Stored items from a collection
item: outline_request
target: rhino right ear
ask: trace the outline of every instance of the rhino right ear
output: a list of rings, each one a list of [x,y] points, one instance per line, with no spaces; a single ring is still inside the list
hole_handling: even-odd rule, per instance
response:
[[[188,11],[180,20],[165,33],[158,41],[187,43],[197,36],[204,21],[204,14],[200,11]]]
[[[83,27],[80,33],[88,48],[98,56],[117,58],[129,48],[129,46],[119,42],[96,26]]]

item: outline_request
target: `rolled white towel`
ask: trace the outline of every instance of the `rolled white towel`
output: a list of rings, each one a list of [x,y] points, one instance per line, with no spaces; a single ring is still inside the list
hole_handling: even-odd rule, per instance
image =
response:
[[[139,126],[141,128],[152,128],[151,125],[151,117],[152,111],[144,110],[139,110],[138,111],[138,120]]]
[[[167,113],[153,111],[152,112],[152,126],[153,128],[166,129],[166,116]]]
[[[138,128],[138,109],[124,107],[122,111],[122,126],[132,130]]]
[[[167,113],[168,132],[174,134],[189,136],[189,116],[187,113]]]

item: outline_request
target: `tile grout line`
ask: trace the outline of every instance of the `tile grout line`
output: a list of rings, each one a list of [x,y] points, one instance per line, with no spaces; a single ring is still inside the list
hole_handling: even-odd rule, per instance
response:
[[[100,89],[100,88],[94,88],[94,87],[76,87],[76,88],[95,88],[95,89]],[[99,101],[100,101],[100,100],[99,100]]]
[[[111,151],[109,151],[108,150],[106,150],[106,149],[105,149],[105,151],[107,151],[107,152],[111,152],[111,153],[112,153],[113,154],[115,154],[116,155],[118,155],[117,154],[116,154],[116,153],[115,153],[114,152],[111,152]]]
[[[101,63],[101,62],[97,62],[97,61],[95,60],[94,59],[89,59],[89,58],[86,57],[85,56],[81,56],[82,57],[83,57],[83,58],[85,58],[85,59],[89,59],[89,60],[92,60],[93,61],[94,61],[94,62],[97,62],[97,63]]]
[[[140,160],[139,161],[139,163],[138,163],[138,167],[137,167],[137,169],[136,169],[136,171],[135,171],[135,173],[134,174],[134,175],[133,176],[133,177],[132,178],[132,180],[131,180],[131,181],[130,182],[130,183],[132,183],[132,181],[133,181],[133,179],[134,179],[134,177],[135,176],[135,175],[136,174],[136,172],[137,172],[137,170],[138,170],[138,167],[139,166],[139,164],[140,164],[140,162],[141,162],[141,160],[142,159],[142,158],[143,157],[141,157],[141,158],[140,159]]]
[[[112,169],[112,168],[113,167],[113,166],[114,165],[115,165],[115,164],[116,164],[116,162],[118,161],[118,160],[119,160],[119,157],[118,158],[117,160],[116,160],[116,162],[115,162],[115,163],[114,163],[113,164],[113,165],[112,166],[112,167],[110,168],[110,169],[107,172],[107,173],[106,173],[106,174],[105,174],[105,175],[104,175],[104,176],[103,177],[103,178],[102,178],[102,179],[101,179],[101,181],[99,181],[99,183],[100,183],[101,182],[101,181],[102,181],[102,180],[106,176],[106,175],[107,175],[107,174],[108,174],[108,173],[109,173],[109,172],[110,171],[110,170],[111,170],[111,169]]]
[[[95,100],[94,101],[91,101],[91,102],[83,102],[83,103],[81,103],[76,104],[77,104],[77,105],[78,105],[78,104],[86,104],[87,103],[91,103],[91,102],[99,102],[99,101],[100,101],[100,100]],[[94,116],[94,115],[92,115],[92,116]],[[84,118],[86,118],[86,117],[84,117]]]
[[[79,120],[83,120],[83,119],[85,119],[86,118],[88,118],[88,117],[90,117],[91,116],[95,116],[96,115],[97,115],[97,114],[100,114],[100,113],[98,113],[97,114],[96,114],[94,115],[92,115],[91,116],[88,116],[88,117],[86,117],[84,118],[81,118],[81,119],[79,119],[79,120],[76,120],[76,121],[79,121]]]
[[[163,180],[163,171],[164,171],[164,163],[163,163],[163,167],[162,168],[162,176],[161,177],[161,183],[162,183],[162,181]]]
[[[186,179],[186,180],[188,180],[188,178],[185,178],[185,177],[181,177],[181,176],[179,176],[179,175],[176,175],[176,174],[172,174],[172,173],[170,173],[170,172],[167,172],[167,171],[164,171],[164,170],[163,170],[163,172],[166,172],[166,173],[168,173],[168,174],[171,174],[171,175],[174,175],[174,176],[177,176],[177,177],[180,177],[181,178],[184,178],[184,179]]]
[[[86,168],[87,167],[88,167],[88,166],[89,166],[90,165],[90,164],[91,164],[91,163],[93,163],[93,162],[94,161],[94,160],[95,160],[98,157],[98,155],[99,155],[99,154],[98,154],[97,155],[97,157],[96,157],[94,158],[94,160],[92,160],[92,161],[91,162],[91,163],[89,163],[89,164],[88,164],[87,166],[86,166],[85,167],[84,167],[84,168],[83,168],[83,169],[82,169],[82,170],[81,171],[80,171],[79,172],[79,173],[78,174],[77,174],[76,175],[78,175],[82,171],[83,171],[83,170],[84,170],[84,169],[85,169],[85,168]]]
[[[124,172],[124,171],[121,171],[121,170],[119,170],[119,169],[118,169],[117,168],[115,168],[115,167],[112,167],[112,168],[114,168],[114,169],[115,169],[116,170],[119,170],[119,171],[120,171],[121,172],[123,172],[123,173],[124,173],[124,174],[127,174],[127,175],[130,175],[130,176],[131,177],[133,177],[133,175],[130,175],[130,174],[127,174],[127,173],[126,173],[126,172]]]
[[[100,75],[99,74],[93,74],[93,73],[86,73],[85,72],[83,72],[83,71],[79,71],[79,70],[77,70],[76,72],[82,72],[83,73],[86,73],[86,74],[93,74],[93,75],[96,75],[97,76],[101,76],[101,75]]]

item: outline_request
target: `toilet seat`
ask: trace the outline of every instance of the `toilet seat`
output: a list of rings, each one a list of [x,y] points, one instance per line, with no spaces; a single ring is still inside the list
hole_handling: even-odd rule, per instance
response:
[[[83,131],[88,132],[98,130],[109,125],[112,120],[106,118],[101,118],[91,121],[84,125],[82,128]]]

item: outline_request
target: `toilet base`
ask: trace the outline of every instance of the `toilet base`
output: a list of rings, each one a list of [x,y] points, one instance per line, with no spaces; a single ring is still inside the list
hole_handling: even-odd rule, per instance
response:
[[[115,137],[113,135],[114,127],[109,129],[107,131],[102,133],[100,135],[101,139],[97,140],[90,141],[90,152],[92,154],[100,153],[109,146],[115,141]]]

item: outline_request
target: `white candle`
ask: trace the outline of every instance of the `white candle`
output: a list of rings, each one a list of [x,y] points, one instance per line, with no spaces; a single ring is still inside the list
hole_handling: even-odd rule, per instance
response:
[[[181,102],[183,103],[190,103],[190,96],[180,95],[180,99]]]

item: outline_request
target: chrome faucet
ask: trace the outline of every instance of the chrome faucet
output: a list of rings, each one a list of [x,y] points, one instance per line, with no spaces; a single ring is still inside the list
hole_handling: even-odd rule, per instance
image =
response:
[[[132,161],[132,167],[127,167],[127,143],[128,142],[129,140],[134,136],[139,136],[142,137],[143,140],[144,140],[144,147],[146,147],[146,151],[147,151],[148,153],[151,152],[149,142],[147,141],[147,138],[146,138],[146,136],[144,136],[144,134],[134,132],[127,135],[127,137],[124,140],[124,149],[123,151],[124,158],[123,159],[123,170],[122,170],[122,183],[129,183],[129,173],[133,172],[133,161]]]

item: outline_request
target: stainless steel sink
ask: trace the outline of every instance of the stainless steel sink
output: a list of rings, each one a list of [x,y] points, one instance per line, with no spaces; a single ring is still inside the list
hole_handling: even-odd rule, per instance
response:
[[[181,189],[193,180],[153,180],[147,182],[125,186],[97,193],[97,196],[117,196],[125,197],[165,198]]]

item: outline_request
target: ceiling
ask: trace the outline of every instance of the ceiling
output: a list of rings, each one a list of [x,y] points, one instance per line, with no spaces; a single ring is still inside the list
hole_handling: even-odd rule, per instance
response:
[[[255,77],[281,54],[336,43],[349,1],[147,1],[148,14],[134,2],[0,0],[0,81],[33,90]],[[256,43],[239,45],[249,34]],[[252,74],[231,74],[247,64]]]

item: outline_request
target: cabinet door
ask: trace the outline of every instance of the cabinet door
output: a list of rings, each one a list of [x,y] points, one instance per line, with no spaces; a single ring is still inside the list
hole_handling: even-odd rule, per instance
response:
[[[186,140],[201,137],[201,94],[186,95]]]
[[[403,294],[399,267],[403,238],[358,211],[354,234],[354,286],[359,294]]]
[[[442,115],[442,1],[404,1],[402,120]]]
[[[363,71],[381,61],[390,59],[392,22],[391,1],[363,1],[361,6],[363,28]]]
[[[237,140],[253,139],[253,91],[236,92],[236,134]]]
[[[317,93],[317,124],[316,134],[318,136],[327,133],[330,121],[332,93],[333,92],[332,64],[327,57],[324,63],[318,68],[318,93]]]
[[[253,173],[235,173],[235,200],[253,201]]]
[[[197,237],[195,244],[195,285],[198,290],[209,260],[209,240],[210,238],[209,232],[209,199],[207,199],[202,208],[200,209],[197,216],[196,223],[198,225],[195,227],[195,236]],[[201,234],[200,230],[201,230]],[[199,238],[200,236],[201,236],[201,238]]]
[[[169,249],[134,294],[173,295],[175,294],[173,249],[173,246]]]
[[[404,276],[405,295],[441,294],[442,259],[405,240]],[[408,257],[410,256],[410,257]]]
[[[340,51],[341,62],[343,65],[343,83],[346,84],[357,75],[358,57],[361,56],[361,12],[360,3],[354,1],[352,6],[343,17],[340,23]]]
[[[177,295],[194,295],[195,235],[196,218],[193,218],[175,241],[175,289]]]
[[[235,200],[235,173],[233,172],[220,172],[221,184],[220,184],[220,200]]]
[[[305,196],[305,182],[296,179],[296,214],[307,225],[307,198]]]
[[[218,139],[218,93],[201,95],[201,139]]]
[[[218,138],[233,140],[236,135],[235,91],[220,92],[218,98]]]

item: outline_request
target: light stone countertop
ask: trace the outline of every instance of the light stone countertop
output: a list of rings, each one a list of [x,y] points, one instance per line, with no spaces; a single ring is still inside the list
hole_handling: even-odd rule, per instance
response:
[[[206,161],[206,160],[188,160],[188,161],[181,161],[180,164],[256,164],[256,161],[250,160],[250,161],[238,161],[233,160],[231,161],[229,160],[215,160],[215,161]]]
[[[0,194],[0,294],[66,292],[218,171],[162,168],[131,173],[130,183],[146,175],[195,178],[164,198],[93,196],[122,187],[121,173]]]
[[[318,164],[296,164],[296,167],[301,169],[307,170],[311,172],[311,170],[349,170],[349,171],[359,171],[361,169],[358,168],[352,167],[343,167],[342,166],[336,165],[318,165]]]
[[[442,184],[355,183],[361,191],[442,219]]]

◆ Stated problem:
Extract every line of the material above that contains the word "sink". Copy each of those lines in full.

◆ The answer:
target: stainless steel sink
ask: trace the outline of every instance of the stainless steel sink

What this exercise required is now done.